=== BRANO DA LEGGERE ===

Intervista con l’autore del romanzo “Il fiorino nero di Dante” edito da Extempora Edizioni che ci ha parlato, rispondendo alle nostre domande, del suo libro, di scrittura e di se stesso.
“Il fiorino nero di Dante” di Marco Del Pasqua è un romanzo avvincente e ricco di mistero edito da Extempora Edizioni. L’autore intreccia abilmente le storie di due protagonisti separati nel tempo, ma uniti da un filo sottile di destino intrecciato nei meandri della storia. Cattura l’immaginazione fin dalle prime pagine e trascina il lettore attraverso le epoche, mescolando il fascino del passato con la vita contemporanea.
Marco Del Pasqua ha risposto alle nostre domande.
Dov’è nata la tua passione per la scrittura?
Il primo approccio alla scrittura risale alla gioventù quando cominciai a scrivere poesie, rendendomi ben presto conto che non facevano per me. Iniziai a scrivere racconti e il primo che presentai a un premio letterario, nel lontano 1982, ricevette un riconoscimento che m’incoraggiò nel proseguire. Successivamente ho scritto romanzi che però restavano chiusi nel cassetto finché non ho deciso di iniziare a pubblicarli perché ho ritenuto che scrivere soltanto per me, alla fine, avesse poco senso.
Hai un sottofondo preferito che utilizzi mentre scrivi?
Sì, la musica pop e rock degli anni 70 e 80 ma mi piacciono anche alcune canzoni di oggi. Ascolto volentieri anche la musica classica ma quella meglio ascoltarla in separata sede perché richiede maggiore concentrazione e rischia di distrarmi dallo scrivere.

Ci racconti qualcosa del tuo romanzo?

=== ELENCO FORNITO ===

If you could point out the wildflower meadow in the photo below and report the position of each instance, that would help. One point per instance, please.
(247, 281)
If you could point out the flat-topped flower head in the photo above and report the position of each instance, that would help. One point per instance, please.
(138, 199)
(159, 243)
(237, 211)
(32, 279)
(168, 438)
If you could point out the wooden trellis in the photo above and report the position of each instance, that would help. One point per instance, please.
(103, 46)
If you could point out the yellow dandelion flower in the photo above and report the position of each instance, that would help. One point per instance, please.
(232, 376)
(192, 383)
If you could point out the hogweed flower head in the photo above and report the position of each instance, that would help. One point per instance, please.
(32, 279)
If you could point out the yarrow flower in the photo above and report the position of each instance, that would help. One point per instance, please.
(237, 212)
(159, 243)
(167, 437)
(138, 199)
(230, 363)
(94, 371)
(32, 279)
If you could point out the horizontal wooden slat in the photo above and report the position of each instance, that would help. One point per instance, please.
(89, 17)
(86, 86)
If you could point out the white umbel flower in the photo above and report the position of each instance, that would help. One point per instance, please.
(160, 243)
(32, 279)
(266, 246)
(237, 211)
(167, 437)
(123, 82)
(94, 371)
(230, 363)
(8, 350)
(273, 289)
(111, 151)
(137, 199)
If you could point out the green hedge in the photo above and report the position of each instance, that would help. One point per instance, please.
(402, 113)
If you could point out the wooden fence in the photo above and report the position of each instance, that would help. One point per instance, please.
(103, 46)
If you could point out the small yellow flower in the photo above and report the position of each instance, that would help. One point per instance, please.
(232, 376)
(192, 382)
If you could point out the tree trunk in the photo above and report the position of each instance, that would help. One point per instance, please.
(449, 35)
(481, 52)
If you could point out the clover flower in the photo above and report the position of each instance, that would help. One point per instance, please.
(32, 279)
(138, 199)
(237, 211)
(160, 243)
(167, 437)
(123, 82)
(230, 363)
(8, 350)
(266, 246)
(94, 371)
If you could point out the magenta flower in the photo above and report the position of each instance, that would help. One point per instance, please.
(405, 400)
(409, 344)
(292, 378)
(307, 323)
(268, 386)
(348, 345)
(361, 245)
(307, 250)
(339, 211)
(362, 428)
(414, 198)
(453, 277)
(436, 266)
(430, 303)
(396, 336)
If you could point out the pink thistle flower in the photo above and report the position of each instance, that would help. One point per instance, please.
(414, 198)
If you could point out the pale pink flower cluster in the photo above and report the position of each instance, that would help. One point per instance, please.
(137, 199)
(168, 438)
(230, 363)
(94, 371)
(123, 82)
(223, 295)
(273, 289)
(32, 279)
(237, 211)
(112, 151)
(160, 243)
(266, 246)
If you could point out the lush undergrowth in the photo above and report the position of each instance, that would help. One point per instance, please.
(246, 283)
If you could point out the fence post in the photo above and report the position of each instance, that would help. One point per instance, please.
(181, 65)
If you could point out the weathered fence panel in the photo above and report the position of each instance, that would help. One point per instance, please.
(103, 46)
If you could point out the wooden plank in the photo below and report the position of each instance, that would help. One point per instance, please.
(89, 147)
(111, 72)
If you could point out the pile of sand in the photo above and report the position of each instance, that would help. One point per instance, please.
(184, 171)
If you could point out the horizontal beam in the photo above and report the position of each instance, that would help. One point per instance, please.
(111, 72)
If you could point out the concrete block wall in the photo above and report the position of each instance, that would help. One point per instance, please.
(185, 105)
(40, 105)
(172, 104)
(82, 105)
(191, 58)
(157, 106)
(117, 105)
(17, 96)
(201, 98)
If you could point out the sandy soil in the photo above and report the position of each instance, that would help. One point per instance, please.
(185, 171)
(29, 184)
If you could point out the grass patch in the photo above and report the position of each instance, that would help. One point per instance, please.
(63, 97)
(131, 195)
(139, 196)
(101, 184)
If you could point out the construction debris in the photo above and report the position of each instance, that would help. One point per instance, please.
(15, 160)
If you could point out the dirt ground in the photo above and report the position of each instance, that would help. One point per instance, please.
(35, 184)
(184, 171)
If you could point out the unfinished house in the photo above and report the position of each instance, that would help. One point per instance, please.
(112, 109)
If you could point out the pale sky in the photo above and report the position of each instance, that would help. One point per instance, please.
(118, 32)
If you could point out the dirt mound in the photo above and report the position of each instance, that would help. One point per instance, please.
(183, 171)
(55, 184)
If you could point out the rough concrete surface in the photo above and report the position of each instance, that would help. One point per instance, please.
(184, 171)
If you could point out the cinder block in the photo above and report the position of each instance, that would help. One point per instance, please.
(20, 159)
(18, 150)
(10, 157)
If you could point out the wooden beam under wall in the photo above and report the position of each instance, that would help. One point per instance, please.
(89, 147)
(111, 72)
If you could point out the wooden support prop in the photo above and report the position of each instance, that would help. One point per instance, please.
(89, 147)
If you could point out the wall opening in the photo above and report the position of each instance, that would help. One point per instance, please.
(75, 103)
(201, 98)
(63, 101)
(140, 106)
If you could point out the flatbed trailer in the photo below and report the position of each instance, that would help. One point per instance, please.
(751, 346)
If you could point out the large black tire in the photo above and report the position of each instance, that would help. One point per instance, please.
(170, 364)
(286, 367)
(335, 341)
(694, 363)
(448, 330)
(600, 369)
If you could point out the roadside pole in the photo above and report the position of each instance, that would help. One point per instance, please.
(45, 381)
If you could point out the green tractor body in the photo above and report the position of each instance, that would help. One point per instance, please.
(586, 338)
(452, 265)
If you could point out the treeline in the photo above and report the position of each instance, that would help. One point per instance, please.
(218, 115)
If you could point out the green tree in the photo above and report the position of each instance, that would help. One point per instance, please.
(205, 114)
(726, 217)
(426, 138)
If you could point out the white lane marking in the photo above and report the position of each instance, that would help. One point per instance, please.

===

= LAVORO DA SVOLGERE =
Ricopi dall'intervista il passo che va da "Il primo approccio" fino a "utilizzi mentre scrivi?" compreso.

= RISPOSTA AL COMPITO =
Il primo approccio alla scrittura risale alla gioventù quando cominciai a scrivere poesie, rendendomi ben presto conto che non facevano per me. Iniziai a scrivere racconti e il primo che presentai a un premio letterario, nel lontano 1982, ricevette un riconoscimento che m’incoraggiò nel proseguire. Successivamente ho scritto romanzi che però restavano chiusi nel cassetto finché non ho deciso di iniziare a pubblicarli perché ho ritenuto che scrivere soltanto per me, alla fine, avesse poco senso.
Hai un sottofondo preferito che utilizzi mentre scrivi?